Document section:

I think the casting time is fine, because it is a great get-away spell this way, and I do not think that games can be hurt by that. At least your evil spellcasters have a chance of escaping certain death if the PCs arrive and overpower their defenses. But the arrival might have some drawbacks (being 1d4+1 rounds later than the teleport start, the teleported people being disoriented for a short time). The destination might be limited to certain teleport markings (another use for Arcane Mark?).


----------



## Pyrex (Nov 6, 2007)

Mustrum_Ridcully said:
			
		

> A circle of mithral redirects any nearby teleportation effect to it (but also helps for targeting the circle itself)




That's a really interesting idea.  

*ponders*

Just how wide an area should a mithral circle protect, and just how "magnetic" should it be within that radius?

I'd expect that the radius would be a function of the amount of Mithral used and it's "magneticness" would be represented by a Spellcraft check against a DC set by the Craft check used to create the circle.

Anyone who _wanted_ to land in the circle would subtract, say, half the DC from their percentile "on-target" roll...


----------



## Henry (Nov 6, 2007)

Monte Cook in Arcana Unearthed incorporated the concept of "teleportation ley lines." There were certain paths criss-crossing the earth that teleports worked to.  If your destination was somewhere along that path, then you were good to go. If your destination were outside of that lattice, then you had to travel there with more conventional means. So, Major cities with guardposts, etc. might have been intentionally built across a "ley line" to facilitate travel, while an evil stronghold might be intentionally built in a location remote to those lines. For fun, you can say that magical fluctuations alter the lattice; in 400 years' time, what was a strong line might have faded, forcing longer travel times. An  evil stronghold might suddenly now be right on a strong ley line that just formed, causing interesting times. That's one thought.


----------



## Nifft (Nov 6, 2007)

An idea someone else came up with, but which I'll probably be stealing for my next setting, is the idea that teleportation magic only functions at certain times of day. So you can teleport "out" at any time, but you will always appear at your destination at dawn, noon or dusk (depending on the type of magic used).

Departures aren't a problem; it's arrivals which need regulation. 

Cheers, -- N


----------



## RangerWickett (Nov 6, 2007)

First of all, I again suggest the term 'scrysassinate.'

Second, in the War of the Burning Sky campaign saga, teleporting deals fire damage due to setting stuff. Basically the Astral Plane is temporarily suffused with fire energy. This keeps teleportation from really screwing up the more traditional style of epic medieval warfare we were going for.

Brief 1: Write out, word for word, the passage of the teleportation thread that begins at the words "First of all, I" and stops after "were going for.".
Brief 2: List the usernames that appear as headers above posts in the teleportation thread.
The items below come from a separate source, not from the teleportation thread.

Material provided:
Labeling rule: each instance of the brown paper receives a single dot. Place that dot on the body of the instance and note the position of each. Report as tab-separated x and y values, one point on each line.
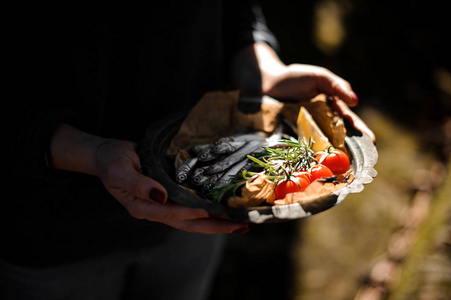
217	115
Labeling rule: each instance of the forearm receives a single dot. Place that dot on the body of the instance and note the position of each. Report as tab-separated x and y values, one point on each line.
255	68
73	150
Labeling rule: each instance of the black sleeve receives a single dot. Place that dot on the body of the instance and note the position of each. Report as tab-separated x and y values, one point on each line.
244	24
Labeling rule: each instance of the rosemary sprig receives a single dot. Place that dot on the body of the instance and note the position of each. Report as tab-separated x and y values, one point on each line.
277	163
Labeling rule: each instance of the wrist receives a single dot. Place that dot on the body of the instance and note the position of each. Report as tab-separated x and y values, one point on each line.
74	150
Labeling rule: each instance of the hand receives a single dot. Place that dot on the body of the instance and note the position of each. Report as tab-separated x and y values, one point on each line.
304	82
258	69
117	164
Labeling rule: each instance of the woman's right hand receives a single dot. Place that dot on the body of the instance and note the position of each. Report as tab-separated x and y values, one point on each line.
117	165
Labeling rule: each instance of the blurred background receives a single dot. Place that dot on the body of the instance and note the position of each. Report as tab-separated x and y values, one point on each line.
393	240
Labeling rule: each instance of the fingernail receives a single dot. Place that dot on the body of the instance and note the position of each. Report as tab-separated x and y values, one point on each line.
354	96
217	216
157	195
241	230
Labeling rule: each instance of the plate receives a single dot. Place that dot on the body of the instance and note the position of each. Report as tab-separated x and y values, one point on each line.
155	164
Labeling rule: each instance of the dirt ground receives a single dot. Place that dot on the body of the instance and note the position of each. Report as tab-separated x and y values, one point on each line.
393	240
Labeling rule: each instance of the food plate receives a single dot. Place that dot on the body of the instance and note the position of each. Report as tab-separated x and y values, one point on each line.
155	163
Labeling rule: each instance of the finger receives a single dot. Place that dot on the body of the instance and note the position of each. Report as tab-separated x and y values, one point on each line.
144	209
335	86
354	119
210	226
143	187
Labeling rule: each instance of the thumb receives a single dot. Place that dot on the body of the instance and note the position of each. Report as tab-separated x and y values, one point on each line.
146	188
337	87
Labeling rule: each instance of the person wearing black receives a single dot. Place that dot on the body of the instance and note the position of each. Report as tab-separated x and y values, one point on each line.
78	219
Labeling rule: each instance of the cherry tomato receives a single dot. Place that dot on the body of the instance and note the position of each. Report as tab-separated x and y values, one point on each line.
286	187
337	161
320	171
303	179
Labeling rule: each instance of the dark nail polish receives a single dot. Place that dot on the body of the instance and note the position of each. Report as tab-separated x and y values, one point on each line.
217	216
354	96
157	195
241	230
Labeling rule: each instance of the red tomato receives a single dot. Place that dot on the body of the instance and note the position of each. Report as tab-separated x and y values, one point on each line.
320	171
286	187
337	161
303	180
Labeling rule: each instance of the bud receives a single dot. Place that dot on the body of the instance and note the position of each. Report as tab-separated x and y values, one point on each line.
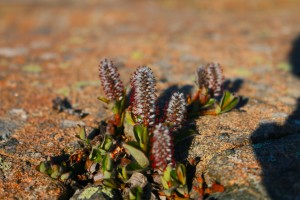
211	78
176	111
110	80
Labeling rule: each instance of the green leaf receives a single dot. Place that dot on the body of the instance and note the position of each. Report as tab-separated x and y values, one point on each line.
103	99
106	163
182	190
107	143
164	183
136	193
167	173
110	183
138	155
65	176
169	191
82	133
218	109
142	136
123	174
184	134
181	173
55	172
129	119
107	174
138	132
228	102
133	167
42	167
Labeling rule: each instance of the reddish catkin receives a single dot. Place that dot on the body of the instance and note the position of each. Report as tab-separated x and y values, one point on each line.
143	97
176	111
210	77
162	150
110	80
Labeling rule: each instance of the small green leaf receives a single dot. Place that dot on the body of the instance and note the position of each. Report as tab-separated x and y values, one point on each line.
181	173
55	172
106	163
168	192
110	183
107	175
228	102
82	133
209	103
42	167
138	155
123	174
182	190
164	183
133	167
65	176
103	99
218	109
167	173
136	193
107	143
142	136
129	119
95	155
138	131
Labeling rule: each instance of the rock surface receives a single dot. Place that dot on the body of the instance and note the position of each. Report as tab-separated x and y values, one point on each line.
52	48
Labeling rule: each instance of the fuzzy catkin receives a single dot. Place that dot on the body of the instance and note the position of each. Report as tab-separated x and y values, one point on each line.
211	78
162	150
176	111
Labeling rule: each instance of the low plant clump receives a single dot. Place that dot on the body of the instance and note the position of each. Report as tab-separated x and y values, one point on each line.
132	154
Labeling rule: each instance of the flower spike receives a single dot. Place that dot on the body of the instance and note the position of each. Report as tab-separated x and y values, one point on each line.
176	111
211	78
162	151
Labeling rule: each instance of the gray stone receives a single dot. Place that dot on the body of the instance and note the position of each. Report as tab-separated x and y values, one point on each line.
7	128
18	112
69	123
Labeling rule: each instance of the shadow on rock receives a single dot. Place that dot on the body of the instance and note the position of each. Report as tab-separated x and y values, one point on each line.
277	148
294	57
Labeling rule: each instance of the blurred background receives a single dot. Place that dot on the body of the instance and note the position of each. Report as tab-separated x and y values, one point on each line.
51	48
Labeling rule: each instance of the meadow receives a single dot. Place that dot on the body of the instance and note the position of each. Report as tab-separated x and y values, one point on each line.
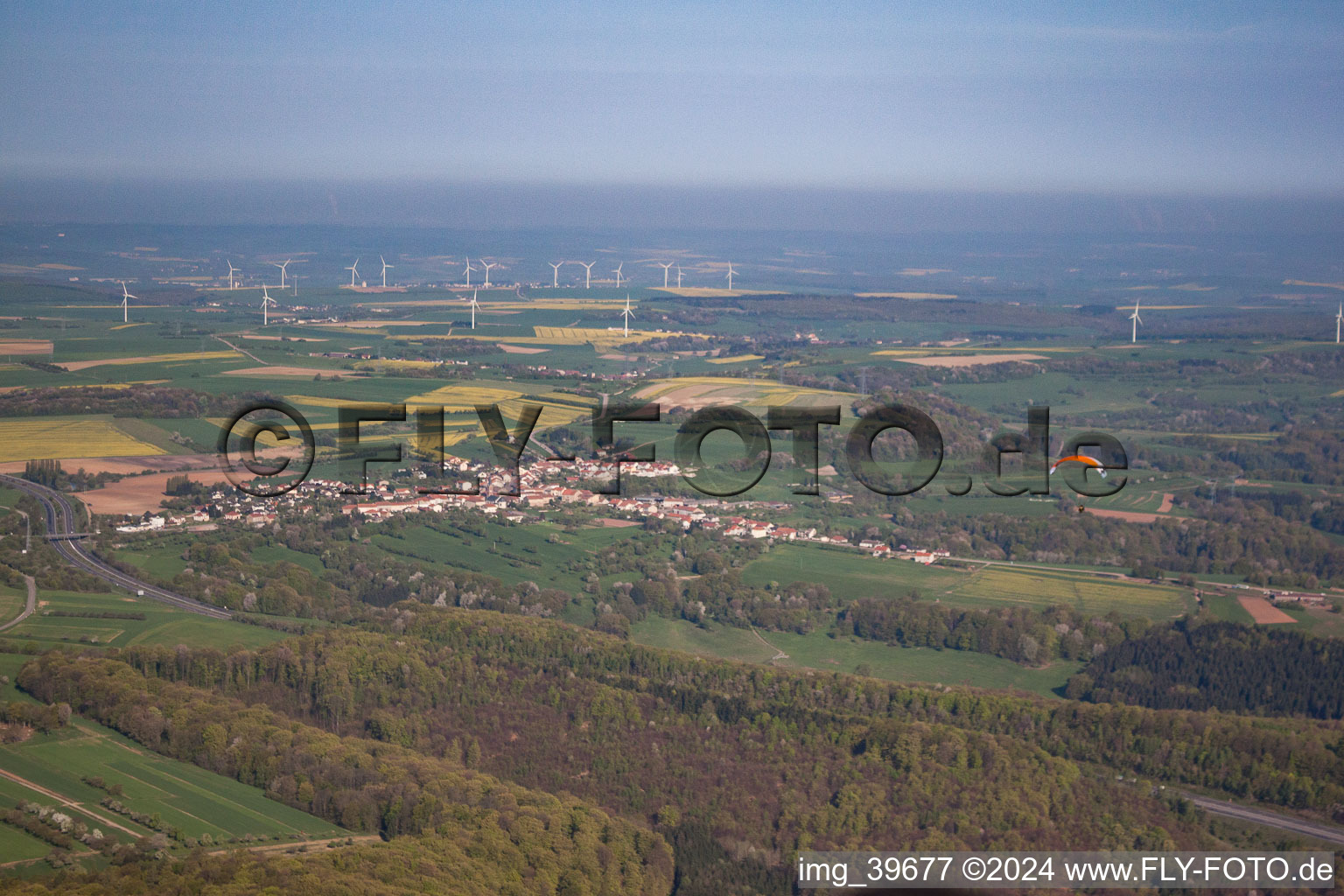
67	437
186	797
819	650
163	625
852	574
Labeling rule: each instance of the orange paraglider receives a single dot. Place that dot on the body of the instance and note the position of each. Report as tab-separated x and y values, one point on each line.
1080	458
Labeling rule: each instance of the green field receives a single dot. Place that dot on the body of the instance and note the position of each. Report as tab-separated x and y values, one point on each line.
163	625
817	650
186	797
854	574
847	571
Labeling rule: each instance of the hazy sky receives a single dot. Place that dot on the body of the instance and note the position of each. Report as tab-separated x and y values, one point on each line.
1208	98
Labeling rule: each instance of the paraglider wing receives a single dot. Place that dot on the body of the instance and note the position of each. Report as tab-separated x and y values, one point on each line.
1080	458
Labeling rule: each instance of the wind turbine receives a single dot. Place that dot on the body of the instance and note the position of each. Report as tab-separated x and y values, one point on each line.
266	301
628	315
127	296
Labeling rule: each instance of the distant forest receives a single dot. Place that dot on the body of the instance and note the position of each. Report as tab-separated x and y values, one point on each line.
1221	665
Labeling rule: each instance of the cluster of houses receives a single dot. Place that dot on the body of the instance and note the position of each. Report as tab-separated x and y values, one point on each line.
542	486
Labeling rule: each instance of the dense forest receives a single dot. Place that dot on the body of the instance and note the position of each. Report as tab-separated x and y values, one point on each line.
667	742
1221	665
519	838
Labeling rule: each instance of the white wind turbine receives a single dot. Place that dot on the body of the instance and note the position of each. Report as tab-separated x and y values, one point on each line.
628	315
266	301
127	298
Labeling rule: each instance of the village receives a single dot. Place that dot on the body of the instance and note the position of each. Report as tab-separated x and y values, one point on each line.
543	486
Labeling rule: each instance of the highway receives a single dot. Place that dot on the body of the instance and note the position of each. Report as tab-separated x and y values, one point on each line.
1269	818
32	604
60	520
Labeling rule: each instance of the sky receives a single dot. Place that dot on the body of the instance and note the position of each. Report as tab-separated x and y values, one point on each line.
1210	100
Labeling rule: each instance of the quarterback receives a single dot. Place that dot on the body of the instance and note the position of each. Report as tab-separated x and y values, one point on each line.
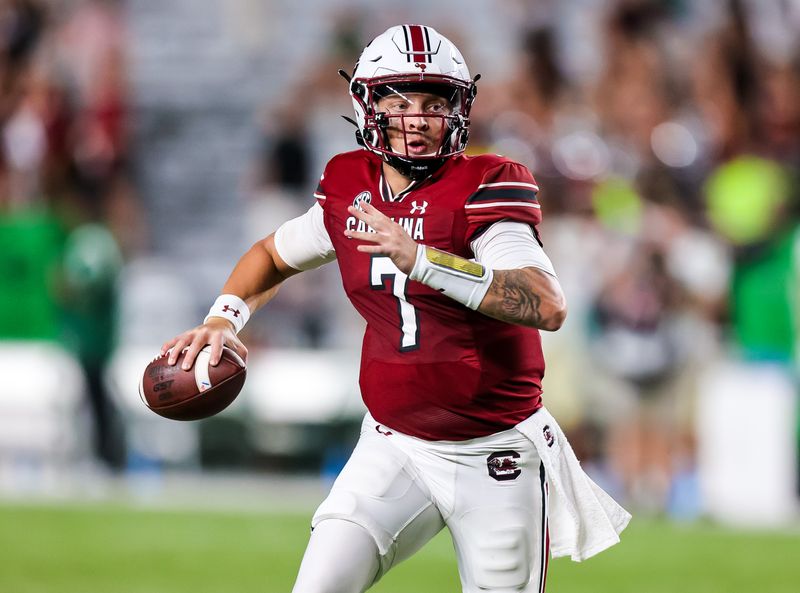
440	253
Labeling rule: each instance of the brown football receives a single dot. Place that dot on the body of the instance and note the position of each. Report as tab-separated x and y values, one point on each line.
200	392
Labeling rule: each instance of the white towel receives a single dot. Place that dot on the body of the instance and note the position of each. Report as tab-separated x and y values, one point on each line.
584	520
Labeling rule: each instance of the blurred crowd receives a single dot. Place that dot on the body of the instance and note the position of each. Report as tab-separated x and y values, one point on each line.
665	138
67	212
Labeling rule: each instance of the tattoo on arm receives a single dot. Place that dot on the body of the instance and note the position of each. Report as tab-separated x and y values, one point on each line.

---

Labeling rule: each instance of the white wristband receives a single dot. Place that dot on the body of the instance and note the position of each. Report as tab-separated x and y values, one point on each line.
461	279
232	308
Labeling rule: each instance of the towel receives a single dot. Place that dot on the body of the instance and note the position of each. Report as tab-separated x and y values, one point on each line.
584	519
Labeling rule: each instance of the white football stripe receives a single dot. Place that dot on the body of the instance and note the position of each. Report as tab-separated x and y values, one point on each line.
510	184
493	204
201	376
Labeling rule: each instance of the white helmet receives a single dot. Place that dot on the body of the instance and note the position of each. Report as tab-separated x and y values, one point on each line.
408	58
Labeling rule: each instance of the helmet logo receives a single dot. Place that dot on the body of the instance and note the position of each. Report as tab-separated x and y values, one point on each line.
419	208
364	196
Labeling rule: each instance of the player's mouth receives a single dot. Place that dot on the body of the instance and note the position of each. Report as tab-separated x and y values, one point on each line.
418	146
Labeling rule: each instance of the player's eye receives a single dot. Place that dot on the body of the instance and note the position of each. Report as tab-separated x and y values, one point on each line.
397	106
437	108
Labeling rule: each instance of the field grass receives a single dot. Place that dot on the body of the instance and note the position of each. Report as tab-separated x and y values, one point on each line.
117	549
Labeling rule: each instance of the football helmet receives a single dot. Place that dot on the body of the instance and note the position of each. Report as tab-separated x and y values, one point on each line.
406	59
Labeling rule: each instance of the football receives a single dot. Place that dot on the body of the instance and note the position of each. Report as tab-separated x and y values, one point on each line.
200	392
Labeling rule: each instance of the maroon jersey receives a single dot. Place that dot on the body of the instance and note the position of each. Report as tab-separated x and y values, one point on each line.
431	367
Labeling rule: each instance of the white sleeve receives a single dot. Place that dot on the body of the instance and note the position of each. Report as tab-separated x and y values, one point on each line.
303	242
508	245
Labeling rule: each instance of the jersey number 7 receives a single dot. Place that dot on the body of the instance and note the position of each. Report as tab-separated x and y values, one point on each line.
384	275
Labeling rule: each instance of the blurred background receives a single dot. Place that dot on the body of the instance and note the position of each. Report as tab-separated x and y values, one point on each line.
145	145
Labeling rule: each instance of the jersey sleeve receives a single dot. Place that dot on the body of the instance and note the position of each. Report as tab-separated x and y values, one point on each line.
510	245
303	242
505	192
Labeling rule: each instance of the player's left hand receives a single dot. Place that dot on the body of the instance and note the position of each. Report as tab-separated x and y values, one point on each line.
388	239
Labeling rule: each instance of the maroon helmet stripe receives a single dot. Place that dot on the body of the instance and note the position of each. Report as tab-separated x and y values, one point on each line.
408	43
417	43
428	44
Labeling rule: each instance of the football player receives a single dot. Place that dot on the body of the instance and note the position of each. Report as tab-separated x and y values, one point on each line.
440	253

---

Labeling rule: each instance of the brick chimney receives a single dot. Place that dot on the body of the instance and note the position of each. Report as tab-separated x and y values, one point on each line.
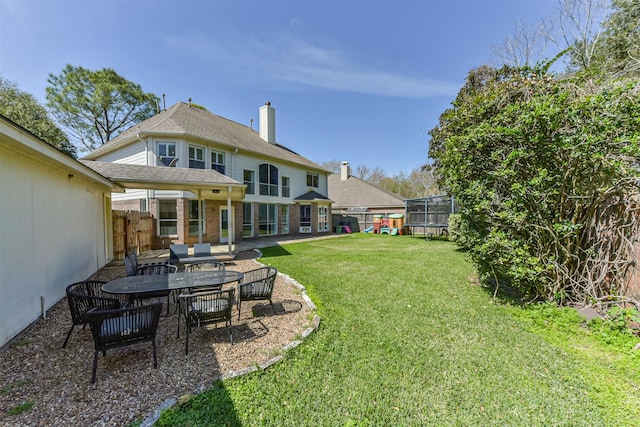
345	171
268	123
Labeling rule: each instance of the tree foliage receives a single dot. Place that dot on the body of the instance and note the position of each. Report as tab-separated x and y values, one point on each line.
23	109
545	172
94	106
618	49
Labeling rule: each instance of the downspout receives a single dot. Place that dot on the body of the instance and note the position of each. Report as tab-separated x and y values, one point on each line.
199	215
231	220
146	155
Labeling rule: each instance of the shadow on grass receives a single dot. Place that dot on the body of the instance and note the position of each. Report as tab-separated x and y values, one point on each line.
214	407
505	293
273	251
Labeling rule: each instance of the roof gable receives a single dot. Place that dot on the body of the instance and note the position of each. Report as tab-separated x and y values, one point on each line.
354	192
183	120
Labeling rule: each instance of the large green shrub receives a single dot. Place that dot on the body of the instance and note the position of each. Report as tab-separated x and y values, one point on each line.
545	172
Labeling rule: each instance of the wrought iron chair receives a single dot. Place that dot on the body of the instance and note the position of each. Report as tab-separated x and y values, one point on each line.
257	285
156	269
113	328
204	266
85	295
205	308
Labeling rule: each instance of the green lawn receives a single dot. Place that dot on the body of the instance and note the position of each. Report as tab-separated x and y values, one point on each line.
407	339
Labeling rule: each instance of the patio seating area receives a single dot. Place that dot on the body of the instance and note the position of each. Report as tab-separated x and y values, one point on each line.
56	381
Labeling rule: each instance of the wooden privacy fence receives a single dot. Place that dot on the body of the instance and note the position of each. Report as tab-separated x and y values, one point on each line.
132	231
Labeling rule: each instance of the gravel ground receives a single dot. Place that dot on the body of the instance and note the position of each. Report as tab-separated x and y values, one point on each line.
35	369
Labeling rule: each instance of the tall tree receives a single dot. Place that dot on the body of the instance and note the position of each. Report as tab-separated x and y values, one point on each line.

Final answer 1:
First of all, I again suggest the term 'scrysassinate.'

Second, in the War of the Burning Sky campaign saga, teleporting deals fire damage due to setting stuff. Basically the Astral Plane is temporarily suffused with fire energy. This keeps teleportation from really screwing up the more traditional style of epic medieval warfare we were going for.

Final answer 2:
Pyrex
Henry
Nifft
RangerWickett